_Task requirements:_
**a.** Turn the paragraph beginning "The complainants filed their rejoinder" in the consumer complaint excerpt into a concise bulleted list, keeping its main facts.
**b.** Count the lines of the entries that contain the string "below", treating case as significant. Give only the number.

* START Excerpted passage *

It would be seen that when the matter was listed on 14.6.12, counsel for the OP submitted that his application dated 17.1.12 may be considered as his Written statement. So, as per the said application (W.S.) dated 17.1.12, it is submitted by the OP that the complainants availed housing loan of Rs.10 lacs which was released on 17.1.2004 and was closed on 20.4.2007, and thereafter the OP has no dealing with the Bank; on 5.5.2006, penal interest of Rs.21,991/- was charged for not creating mortgage/EMT within the stipulated period. The complainant has been agitating for refund of this amount and the OP has repeatedly wrote to her that the refund of this amount is not possible. The legal notice of the complainant was also reply to. It is submitted that in State Bank of India vs. B.S. Agricultural Industries (I) (2009) CPJ 481,in which it was held that the provisions of Section 24A are pre-emptory in nature and requires consumer forum to see before it admits the complaint that it has been filed within two years from date of accrual of cause of action. It is submitted that since the loan account was closed on 20.4.2007 and penal interest was deducted on 5.5.2006, during currency of payment of loan amount; cause of action in favour of the complainant accrued when penal interest was charged/deducted; so the case is very old i.e. about five years old and hence the same being frivolous and vexatious may be dismissed with costs.
The complainants filed their rejoinder/reply to the application u/s 24A of the Act, and submitted that in fact the date of cause of action taken by the OP is wrong and is not in existence at all; and that it is wrong and misleading to state that the penal interest of Rs.21,991/- was deducted on 5.5.2006, and there is no such credit entry in the account statement or any entry of this amount. The OP has nowhere mentioned when limitation to complaint starts running. The first cause of action arose on 5.5.2006 when the bank debited Rs.54,043/- in the Housing loan account no.805/-. This debit was beyond the terms of sanction, illegal and unwanted debit. The second cause of action arose on 20.4.2007 when the complainant was forced to close the housing loan account; and the third cause of action arose on 5.1.2008 when the bank vide their letter dated 5.1.2008 advised the complainant that out of Rs.54,043/- the bank credited Rs.32,052/- to the complainant’s account. Then the matter was taken up many times with the OP to recredit the amount of Rs.21,991/- . The complainants reiterate and reaffirmed the averments mentioned in the complaint.
In her evidence by way of affidavit, the complainant deposed on oath all the averments submitted in her complaint and those stated in the rejoinder; and has also written arguments and also advanced oral arguments through her advocate and briefly submitted that the complainant has suffered at the hands of the staff of the Canara Bank for their ignorance, deficiency of service and unfair trade practice in dealing with loan customer, and have charged penal interest of Rs.21,991/ without any fault of the complainant and did not refund the same and the same has been requested to be refunded to her through orders of this Forum.

* END Excerpted passage *
* START Stored data *

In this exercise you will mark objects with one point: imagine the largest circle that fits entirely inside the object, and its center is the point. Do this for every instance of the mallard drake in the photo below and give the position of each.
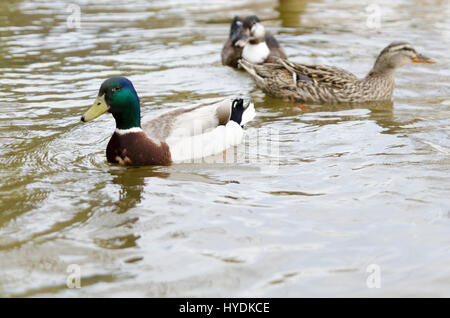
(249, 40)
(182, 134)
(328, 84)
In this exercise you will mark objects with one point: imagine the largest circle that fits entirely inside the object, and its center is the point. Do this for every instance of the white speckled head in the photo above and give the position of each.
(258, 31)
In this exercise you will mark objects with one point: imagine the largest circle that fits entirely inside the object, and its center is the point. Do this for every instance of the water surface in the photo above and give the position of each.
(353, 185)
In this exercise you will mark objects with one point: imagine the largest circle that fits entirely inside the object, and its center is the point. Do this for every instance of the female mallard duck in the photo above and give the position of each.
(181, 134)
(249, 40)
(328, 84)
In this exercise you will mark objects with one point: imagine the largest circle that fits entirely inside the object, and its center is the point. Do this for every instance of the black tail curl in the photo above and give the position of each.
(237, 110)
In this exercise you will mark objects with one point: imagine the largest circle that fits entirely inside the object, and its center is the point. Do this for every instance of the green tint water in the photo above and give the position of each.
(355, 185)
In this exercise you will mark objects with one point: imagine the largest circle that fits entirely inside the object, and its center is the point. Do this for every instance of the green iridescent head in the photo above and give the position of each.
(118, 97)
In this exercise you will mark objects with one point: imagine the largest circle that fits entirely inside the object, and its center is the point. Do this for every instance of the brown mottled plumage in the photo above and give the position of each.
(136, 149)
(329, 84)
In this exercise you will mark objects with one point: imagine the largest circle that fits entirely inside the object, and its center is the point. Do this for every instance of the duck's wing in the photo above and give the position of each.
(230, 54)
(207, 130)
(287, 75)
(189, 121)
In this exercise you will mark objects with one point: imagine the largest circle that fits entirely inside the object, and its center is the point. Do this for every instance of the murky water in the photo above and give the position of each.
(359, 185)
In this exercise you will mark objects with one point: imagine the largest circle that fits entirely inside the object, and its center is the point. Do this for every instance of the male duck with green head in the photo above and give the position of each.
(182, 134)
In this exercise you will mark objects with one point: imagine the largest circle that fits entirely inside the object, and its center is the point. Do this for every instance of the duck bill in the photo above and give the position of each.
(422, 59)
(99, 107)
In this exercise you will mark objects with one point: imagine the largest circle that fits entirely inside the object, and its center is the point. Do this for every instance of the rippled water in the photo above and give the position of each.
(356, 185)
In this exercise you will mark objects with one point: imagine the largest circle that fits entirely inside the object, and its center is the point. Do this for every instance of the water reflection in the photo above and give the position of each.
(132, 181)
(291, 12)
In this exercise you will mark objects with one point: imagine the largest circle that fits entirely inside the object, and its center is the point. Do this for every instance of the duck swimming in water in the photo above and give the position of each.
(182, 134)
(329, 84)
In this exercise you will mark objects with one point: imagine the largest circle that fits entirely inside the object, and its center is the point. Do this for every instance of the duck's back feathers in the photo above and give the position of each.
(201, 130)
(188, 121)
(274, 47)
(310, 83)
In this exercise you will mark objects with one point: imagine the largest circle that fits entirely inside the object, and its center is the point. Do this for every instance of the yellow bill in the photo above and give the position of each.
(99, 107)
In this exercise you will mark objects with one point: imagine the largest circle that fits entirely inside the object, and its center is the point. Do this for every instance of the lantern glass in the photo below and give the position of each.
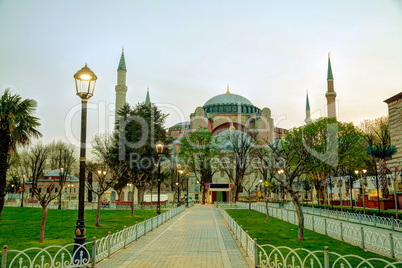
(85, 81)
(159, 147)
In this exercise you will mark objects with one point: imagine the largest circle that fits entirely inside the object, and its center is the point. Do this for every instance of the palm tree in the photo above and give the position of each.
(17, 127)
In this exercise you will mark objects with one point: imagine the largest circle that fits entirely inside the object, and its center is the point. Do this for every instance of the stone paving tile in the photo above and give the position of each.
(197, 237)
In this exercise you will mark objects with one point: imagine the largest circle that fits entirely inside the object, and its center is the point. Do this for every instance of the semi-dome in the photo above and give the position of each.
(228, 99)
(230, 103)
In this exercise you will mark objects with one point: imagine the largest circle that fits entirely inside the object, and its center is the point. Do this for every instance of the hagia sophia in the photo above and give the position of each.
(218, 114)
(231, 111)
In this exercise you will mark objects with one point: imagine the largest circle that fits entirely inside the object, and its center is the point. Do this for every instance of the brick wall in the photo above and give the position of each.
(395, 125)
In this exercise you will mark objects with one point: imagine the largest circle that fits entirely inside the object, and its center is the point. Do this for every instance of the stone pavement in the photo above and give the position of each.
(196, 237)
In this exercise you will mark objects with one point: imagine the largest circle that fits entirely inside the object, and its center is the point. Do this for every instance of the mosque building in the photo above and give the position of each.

* END Stored data *

_Problem solutions:_
**a.**
- The complainants filed a rejoinder/reply to the OP's application under Section 24A of the Act.
- They said the OP's cause-of-action date is wrong and does not exist, and that it is misleading to say penal interest of Rs.21,991/- was deducted on 5.5.2006. The account statement shows no such entry.
- They noted that the OP nowhere states when limitation starts running.
- First cause of action: on 5.5.2006 the bank debited Rs.54,043/- in housing loan account no. 805. The complainants called this debit beyond the terms of sanction, illegal and unwanted.
- Second cause of action: on 20.4.2007 the complainant was forced to close the housing loan account.
- Third cause of action: in a letter dated 5.1.2008, the bank advised that out of Rs.54,043/-, it had credited Rs.32,052/- to the complainant's account.
- The complainants raised the matter with the OP many times to have the Rs.21,991/- recredited.
- They reiterated and reaffirmed the averments in the complaint.

**b.** 2